=== DATA SHOWN ===
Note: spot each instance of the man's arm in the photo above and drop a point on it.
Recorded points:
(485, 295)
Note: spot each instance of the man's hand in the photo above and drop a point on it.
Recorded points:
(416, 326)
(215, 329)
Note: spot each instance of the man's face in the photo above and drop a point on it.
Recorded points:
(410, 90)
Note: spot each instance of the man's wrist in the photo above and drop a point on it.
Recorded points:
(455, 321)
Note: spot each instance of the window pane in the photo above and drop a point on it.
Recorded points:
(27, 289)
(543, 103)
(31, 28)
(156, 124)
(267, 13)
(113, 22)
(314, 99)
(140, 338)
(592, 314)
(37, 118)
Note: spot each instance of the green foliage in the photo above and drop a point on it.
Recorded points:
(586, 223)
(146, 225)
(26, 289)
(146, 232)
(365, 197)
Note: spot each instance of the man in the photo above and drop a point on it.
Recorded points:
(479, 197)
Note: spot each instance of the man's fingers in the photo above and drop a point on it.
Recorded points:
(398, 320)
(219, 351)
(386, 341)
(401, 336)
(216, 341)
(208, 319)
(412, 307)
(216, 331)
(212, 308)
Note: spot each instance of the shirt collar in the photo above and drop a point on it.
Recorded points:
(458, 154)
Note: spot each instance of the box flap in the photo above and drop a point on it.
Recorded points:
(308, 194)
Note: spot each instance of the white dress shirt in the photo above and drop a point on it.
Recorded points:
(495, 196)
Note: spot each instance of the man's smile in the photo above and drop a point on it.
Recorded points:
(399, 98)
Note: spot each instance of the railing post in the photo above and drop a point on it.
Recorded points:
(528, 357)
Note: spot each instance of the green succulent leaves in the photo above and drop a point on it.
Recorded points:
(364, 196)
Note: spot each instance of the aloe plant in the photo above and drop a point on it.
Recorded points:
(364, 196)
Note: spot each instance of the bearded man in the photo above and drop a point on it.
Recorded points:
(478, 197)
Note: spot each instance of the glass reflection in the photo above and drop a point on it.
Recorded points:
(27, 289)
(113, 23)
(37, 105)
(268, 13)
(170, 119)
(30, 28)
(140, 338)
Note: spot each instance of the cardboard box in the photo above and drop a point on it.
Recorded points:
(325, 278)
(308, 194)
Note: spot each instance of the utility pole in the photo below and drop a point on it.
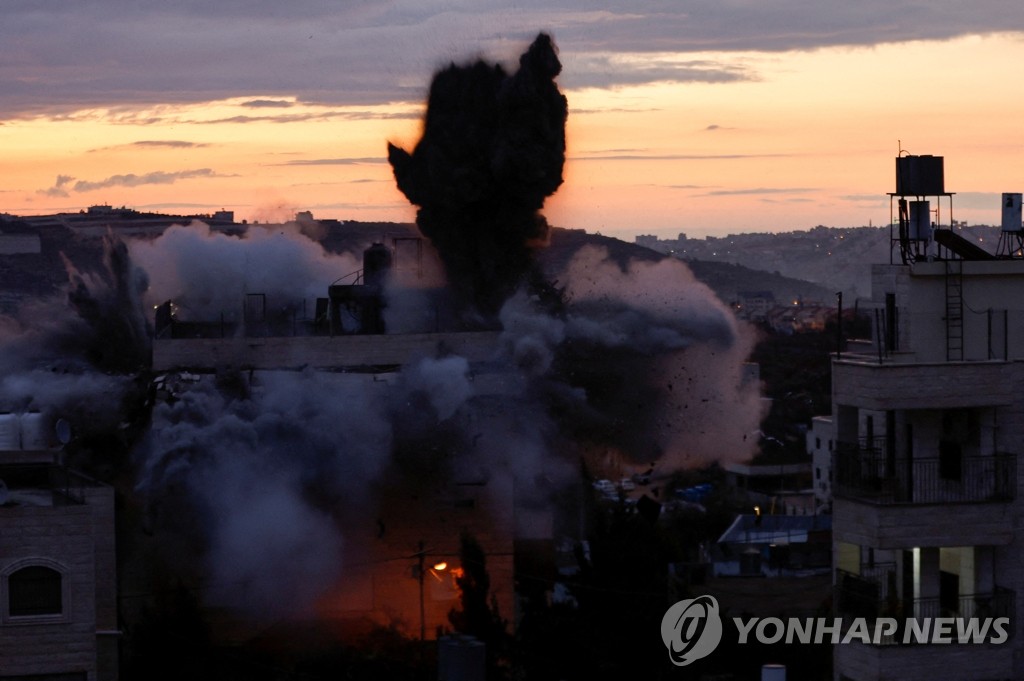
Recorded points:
(422, 554)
===
● **WHAT THE TASK ASKS**: From the records above, report the number of lines that hold the string "green" and add nothing.

● **TASK RESULT**: 2